WORK TO BE COMPLETED
Every line in the data below that includes "segment" belongs in the answer, copied as it stands.

DATA FOR THIS TASK

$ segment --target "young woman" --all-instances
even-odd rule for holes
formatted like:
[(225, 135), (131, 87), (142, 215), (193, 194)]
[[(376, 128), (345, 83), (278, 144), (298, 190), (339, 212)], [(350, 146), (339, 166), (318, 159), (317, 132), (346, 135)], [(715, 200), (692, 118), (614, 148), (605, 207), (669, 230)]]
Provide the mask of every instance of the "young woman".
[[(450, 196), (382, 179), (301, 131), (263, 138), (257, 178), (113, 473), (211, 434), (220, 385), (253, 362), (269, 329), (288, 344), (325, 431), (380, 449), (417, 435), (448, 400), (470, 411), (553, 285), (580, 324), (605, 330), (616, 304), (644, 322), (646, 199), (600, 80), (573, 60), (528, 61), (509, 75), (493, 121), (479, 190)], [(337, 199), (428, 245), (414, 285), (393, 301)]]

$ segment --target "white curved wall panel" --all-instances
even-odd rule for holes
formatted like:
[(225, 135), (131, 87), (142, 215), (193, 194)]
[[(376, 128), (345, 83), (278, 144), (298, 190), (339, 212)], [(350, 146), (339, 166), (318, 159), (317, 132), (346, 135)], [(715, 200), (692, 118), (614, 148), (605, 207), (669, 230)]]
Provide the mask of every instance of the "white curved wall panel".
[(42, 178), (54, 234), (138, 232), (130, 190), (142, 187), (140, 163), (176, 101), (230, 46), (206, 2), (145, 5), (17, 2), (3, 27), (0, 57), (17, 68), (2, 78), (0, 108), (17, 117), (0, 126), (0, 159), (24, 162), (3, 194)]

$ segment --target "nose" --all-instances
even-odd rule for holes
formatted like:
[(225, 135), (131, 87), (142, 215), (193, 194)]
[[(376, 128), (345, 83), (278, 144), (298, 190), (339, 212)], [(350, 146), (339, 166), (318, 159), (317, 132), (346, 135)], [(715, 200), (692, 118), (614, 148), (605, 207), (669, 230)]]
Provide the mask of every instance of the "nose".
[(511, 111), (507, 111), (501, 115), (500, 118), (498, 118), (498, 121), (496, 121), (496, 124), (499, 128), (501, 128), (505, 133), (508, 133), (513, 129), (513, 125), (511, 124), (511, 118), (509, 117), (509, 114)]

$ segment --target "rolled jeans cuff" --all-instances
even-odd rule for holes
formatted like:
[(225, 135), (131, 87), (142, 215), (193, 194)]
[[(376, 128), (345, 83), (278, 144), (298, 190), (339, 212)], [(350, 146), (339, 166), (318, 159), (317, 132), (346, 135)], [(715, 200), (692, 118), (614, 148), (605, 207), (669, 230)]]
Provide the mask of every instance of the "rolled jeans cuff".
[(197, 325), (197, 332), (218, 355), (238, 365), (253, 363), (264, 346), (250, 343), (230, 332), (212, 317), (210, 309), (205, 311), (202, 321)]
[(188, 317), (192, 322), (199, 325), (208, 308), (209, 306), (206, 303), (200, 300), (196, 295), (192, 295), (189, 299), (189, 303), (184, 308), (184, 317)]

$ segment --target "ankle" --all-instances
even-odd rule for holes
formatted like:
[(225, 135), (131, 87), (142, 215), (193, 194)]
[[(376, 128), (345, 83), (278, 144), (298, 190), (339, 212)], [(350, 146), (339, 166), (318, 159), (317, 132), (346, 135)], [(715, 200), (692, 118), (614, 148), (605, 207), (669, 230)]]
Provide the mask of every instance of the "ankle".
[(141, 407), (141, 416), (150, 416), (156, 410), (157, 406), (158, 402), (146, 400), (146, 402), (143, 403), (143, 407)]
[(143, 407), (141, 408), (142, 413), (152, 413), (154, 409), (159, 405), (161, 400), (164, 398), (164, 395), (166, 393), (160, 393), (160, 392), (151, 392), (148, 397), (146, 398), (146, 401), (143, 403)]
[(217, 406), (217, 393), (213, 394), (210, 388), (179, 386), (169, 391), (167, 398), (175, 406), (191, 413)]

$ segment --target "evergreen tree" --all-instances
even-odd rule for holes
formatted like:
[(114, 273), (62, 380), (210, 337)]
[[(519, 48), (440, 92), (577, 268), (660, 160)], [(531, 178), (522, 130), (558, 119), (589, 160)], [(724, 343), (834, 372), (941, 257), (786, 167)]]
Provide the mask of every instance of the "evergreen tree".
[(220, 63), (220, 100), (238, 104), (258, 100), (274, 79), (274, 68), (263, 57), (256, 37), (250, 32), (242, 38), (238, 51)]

TASK ANSWER
$ segment --target "young woman" --all-instances
$ segment --target "white curved wall panel" --all-instances
$ segment --target "nose" --all-instances
$ segment --target "rolled jeans cuff" --all-instances
$ segment --target "ankle" --all-instances
$ segment --target "evergreen tree" --all-instances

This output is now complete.